Document excerpt start
To
analyze the claim we will "grow" a decision tree. Decision trees
are a wonderful little device for analyzing anything with two possible
outcomes. Every time we reach the end of a branch and have
two
possibilities we simply create a set of two new branches. For our
analysis, we will assume that 2% of all employees actually use drugs. This
is lower than the general population but keep in mind that a lot of drug
users are unemployed. Also, a company with a clearly stated antidrug policy
will probably have a low proportion of users. The tree's trunk represents
the population of all employees. The first set of branches (see figure 1)
represent the two possible conditions: drug user, not drug user. The
expression P_{d} = .02 indicates that there is a 2% probability of
a person being a drug user. P_{c} = .98 indicates a 98%
probability that a person is clean or drug free.
Next, we add two sets of branches representing the
drug test^{*} as shown in figure 2 . One set of branches is attached to each of
the original two branches. P_{w} = .01 indicates that there is a
1% chance of getting a wrong or incorrect result from the test. P_{r}
= .99 indicates that there is a 99% chance of getting a right or correct
result from the test. Note that the probabilities associated with each set
of branches must add up to 100%.
Finally we add the tree's leaves (see figure 3). Each
leaf represents a possible final outcome of the entire process. Note that
there are four possibilities. Two of the four possibilities are correct:
drug users and drug free individuals are both correctly identified.
However, two of the four possibilities are spurious: drug users and drug
free individuals are not correctly identified. We are unlikely to hear
complaints from a drug user who is incorrectly identified as being drug
free. The drug free person identified as a user is another matter. This
would be a very upsetting situation.
Document excerpt end
→ **Request A**
Answer these from the decision tree text about drug testing, one per line:
(i) What share of all employees is assumed to use drugs?
(ii) What chance does the test have of giving a wrong result?
(iii) How many possible final outcomes do the tree's leaves show?
→ **Request B**
In one to three sentences, explain why the decision tree text assumes a drug use rate lower than that of the general population.
→ **Request C**
Write the next part of the decision tree text about drug testing, starting after its last sentence.
Dataset section start
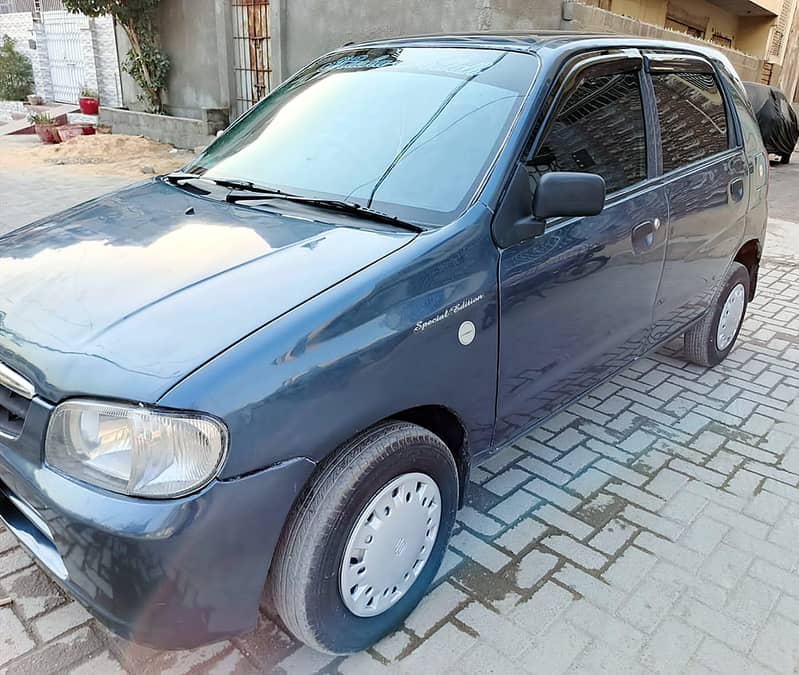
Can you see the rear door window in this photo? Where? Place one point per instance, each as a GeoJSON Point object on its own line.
{"type": "Point", "coordinates": [598, 128]}
{"type": "Point", "coordinates": [692, 116]}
Dataset section end
→ **Written answer A**
(i) 2%
(ii) 1%
(iii) Four

→ **Written answer B**
Many drug users are unemployed, so fewer of them show up among employees. Also, a company with a clearly stated antidrug policy will probably have a low share of users.

→ **Written answer C**
To find the probability of each final outcome as
represented by the four leaves simply multiply the probabilities of
each branch one must "climb" on the way to reaching the leaf.
For example, the probability of a drug user being rightly identified is
represented as P_{dr} and is calculated as follows:
P_{dr} = P_{d} * P_{r}
= 0.02 *
0.99
= 0.0198 or
1.98%
Note that all the leaf probabilities have to add up to
100%.
The population of people identified as drug users
consists of individuals who actually are drug users (1.98% of the
employees tested) and incorrectly identified individuals who actually are
not drug users (0.98% of the employees tested). The percentage of people
identified as drug users who are actually innocent can be calculated as
follows:
P_{innocent} = P_{cw} /( P_{cw}
+P_{dr} )
= (0.98%) /(0.98% + 1.98%)
= .331 or 33.1%
The wild eyed claim that a third of all people accused
of drug use will be innocent is not so ridiculous after all.
Figure 4 shows that the proportion of spurious results
among people identified as drug users is surprisingly sensitive to test
accuracy. An accuracy of 99% is marginal at best. However the biggest
surprise is the fact that the proportion of spurious results among people
failing drug tests approaches 100% as the proportion of drug users in the
general population approaches zero. Drug testing in a drug free population
amounts to a witch hunt.